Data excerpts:
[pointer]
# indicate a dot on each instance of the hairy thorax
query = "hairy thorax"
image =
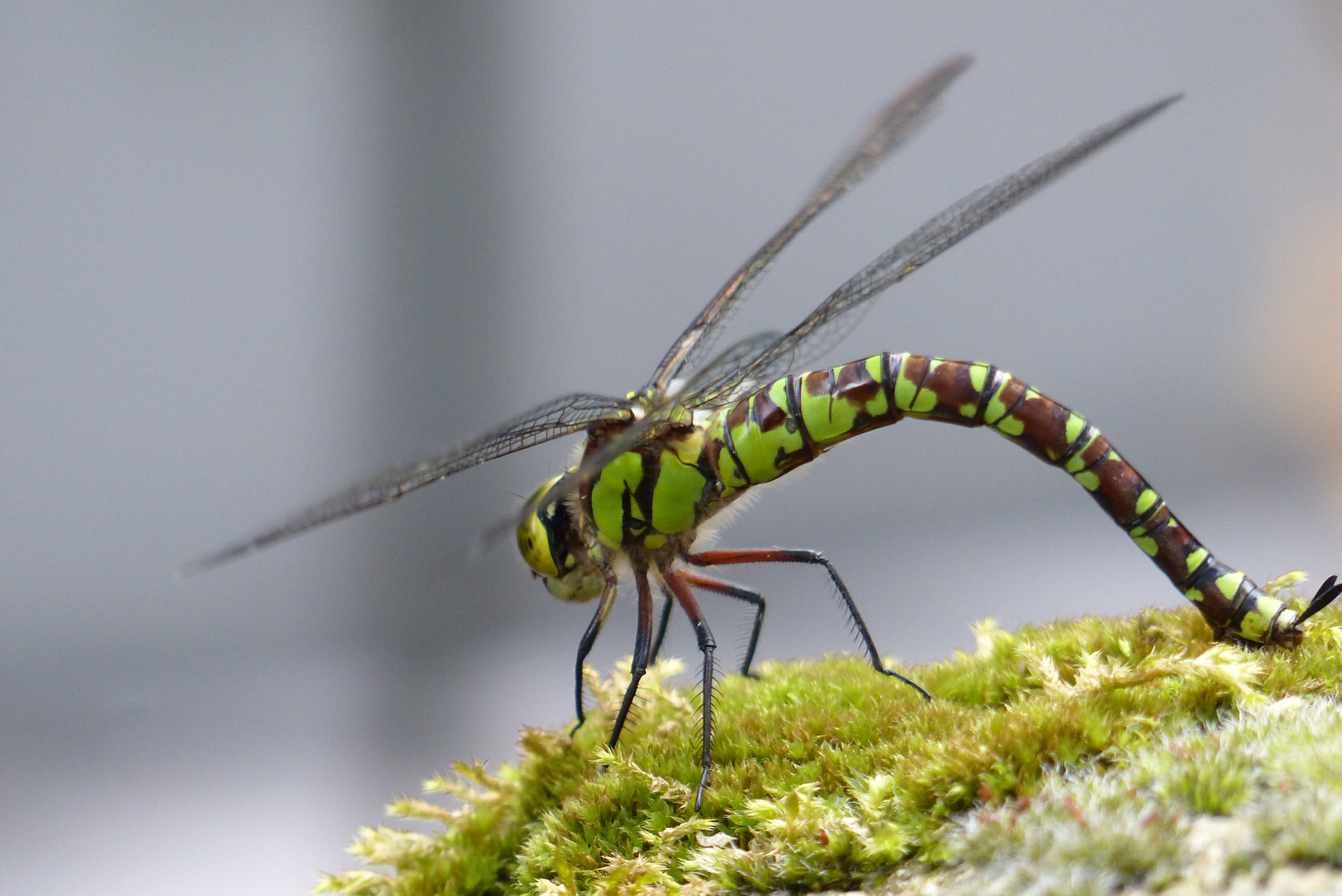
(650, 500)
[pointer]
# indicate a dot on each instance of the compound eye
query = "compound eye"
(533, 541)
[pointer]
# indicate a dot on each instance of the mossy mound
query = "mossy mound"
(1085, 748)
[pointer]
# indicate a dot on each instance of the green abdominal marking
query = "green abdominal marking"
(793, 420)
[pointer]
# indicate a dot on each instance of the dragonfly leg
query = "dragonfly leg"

Your task
Every line from the one that holds "# indicate a dot on each instance of the mossy" to the end of the data above should be given again exactly, with that line and the last one both kept.

Task result
# indicate a dot on each instance of the mossy mound
query = "mossy mound"
(1085, 748)
[pointer]
# indicate a dot on each instance of the green abdominal marking
query = "green abdominal marking"
(793, 420)
[pointer]
# indicate a dot on each instance of the dragonfly leg
query = "dragonfly leg"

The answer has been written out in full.